Referring expression data
▽
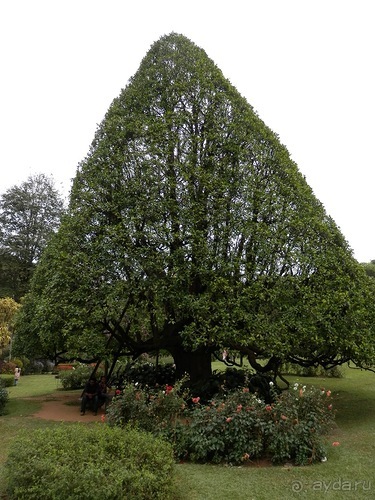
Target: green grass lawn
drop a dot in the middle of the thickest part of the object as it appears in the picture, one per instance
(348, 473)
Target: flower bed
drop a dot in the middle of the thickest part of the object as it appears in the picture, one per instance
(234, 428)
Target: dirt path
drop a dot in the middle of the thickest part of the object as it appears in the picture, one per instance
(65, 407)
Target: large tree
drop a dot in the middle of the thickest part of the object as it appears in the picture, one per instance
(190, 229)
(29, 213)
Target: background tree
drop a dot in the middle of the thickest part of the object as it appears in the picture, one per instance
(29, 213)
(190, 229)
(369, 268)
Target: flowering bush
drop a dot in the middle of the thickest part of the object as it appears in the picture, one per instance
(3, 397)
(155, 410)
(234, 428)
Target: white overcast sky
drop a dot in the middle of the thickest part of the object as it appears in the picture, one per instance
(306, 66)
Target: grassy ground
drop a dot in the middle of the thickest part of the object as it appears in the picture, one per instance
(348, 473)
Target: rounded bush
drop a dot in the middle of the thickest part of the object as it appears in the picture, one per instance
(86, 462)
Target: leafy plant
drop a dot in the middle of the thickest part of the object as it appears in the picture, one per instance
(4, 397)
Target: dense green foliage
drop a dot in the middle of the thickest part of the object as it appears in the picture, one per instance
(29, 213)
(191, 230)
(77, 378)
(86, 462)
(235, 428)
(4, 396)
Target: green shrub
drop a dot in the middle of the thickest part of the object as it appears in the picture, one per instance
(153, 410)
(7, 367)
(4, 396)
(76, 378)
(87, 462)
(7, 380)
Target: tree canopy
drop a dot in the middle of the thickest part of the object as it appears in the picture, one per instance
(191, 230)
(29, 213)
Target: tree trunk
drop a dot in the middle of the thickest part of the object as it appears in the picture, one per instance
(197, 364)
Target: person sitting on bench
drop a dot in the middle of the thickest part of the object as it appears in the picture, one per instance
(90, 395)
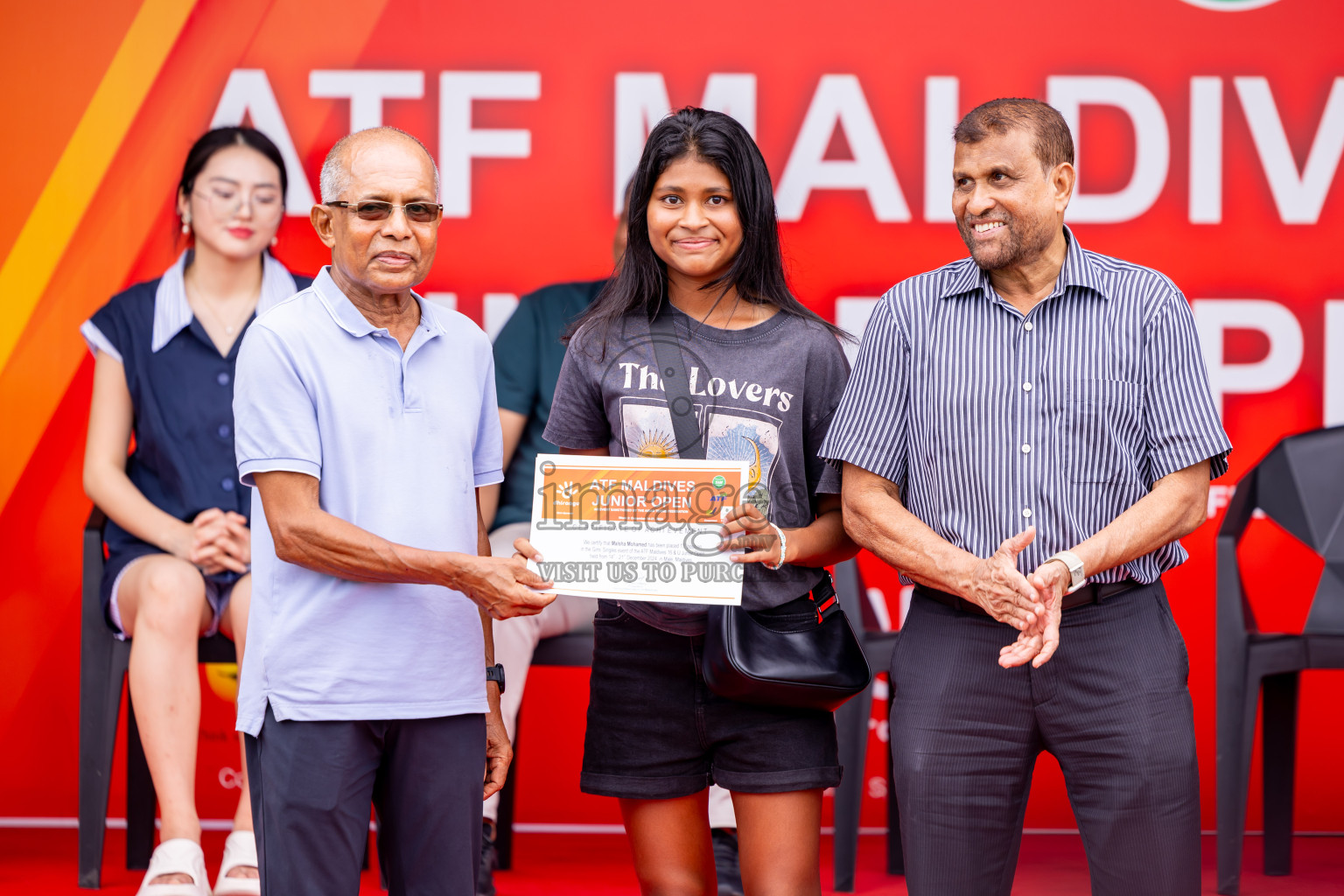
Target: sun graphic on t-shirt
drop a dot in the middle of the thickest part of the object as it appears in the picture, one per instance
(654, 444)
△
▽
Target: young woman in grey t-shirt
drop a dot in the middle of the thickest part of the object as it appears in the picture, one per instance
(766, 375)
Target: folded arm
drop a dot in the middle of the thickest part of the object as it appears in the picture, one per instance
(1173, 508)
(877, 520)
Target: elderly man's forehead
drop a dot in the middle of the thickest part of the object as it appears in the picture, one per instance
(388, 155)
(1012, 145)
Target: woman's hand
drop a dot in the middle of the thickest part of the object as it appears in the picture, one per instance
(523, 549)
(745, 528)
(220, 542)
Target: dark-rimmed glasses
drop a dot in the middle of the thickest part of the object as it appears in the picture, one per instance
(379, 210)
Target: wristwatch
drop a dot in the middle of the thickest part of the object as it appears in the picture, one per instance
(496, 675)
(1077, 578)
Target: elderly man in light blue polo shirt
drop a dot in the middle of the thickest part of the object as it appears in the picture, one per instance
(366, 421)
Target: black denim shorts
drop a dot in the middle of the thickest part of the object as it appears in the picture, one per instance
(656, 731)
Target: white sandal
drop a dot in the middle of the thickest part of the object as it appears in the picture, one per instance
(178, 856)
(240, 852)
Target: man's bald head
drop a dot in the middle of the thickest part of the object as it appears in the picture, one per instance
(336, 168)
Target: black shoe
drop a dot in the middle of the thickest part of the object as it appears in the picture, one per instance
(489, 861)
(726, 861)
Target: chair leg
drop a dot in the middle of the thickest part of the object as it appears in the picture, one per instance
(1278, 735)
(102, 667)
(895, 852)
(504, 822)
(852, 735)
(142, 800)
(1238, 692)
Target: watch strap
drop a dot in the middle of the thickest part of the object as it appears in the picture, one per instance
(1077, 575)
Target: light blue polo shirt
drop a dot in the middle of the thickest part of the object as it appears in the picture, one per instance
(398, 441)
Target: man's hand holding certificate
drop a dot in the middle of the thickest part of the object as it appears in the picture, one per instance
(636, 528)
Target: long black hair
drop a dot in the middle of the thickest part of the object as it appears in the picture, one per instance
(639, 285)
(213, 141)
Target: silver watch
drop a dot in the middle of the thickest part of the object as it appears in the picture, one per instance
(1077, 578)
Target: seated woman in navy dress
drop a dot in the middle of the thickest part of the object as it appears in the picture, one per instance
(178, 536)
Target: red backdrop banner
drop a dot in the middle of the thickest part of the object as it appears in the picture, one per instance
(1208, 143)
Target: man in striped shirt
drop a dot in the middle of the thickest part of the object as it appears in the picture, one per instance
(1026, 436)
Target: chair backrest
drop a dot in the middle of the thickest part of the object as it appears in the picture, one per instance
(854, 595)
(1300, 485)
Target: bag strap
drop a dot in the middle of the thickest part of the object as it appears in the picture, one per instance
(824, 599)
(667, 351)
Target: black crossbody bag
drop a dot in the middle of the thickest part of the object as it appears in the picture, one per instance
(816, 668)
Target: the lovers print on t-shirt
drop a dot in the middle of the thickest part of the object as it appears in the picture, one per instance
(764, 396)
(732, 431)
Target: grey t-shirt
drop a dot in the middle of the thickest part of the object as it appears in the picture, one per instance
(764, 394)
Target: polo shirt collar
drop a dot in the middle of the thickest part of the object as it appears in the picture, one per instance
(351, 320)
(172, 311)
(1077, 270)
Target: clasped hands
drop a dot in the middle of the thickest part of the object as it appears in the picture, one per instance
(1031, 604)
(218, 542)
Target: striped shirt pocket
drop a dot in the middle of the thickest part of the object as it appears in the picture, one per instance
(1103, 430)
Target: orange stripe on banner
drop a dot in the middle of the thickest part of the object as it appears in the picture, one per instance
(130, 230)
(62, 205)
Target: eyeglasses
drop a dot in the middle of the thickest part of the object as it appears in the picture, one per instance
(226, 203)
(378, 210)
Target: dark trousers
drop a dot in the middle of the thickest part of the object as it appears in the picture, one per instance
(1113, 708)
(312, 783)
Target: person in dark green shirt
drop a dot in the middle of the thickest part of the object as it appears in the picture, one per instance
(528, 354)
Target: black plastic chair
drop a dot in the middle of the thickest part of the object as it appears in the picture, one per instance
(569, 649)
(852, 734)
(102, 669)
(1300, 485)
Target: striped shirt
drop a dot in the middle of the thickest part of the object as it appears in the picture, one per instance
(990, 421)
△
▽
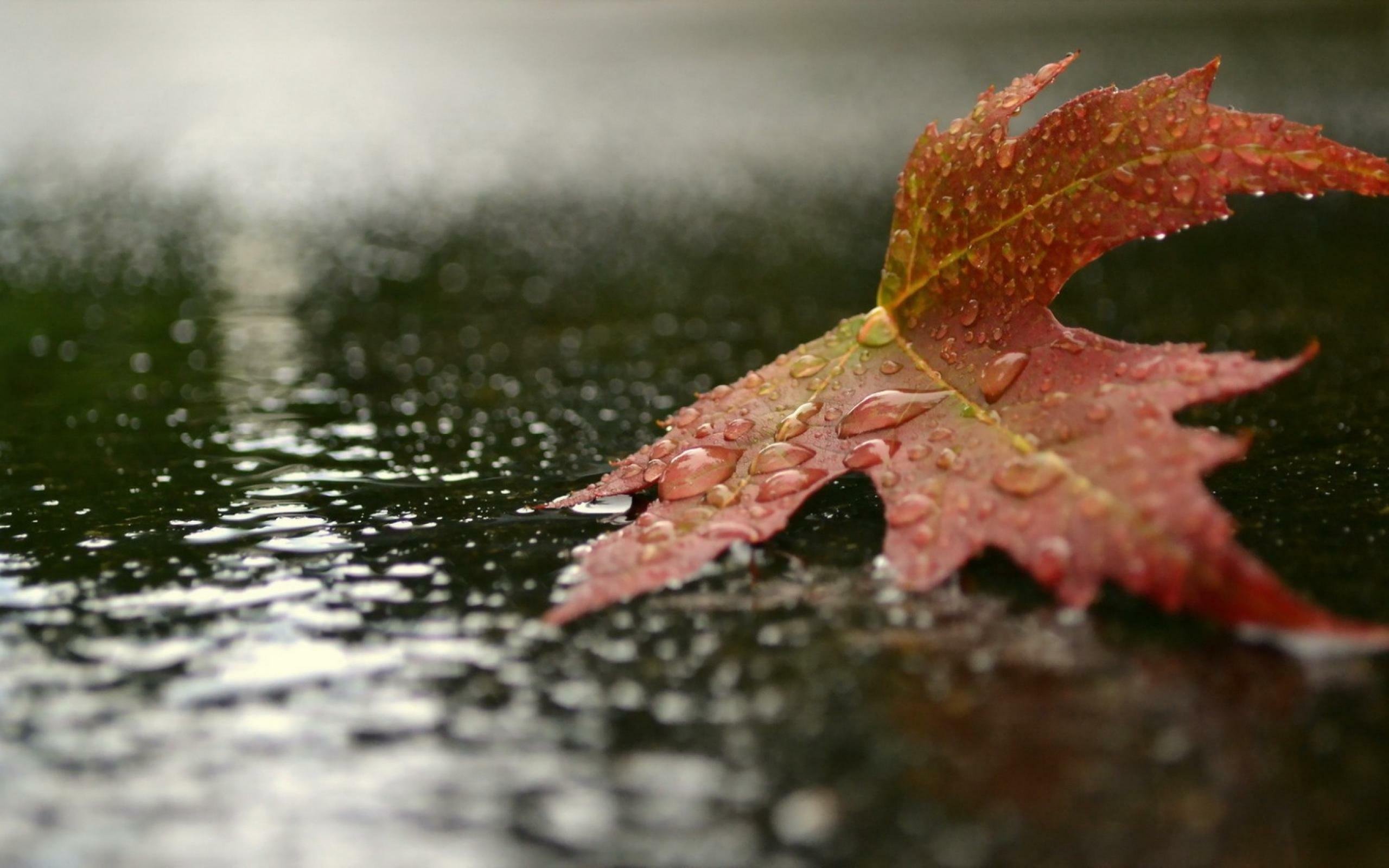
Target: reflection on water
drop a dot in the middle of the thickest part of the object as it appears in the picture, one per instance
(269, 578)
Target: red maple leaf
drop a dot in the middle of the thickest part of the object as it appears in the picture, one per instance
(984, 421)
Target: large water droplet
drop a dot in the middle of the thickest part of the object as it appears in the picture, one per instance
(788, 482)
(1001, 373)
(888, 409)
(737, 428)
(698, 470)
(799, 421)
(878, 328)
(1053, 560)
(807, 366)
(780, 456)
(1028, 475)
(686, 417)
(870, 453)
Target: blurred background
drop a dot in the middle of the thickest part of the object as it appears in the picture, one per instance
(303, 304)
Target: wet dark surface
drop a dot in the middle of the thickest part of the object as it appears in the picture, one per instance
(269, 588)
△
• **Directions for this task**:
List every line above that contains the word "blue".

• **Result**:
Target: elderly man in light blue polo shirt
Target: light blue polo shirt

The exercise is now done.